• Excerpt provided

SmolNet

From Archiveteam
Revision as of 13:46, 14 August 2024 by PaulWise (talk | contribs) (some updates)
Jump to navigation Jump to search

The SmolNet consists of content available through alternative protocols outside the web such as gemini:// gopher:// Gopher+ gophers:// finger:// spartan:// text:// SuperText nex:// scorpion:// mercury:// titan:// guppy:// scroll:// molerat:// terse:// fsp://. There is a summary of the main SmolNet protocols.

At this time the WARC format does not support these protocols and the WBM does not support them, so the SmolNet is not archivable nor can archives be accessed.

• Material shown
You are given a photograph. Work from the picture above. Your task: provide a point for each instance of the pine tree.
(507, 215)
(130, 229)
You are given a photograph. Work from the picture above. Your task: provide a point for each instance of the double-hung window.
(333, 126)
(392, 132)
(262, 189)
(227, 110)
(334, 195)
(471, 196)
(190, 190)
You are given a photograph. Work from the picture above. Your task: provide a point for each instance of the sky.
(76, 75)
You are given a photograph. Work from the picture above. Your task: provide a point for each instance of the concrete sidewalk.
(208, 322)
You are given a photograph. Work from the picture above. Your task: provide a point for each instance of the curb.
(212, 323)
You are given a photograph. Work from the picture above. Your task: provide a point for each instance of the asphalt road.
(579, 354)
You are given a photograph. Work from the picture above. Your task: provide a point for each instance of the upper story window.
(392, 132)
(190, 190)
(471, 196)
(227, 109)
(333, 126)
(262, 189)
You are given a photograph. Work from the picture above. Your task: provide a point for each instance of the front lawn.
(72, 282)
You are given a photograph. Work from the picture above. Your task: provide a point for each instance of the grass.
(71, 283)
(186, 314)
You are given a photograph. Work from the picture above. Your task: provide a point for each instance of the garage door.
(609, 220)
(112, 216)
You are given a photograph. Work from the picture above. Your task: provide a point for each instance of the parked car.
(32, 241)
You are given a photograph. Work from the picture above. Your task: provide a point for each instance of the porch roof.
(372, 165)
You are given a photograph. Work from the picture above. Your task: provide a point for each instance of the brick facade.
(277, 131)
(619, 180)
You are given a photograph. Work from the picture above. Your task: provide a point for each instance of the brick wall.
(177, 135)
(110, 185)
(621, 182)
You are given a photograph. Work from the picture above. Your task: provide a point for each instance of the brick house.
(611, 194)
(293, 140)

• Assignment 1
Translate the following sentence from the SmolNet page into Spanish: "There is a summary of the main SmolNet protocols."
• Assignment 2
Retype the stretch of the SmolNet page from "From Archiveteam" through "main SmolNet protocols.".

• Task answer 1
Existe un resumen de los principales protocolos de SmolNet.

• Task answer 2
From Archiveteam
Revision as of 13:46, 14 August 2024 by PaulWise (talk | contribs) (some updates)
Jump to navigation Jump to search

The SmolNet consists of content available through alternative protocols outside the web such as gemini:// gopher:// Gopher+ gophers:// finger:// spartan:// text:// SuperText nex:// scorpion:// mercury:// titan:// guppy:// scroll:// molerat:// terse:// fsp://. There is a summary of the main SmolNet protocols.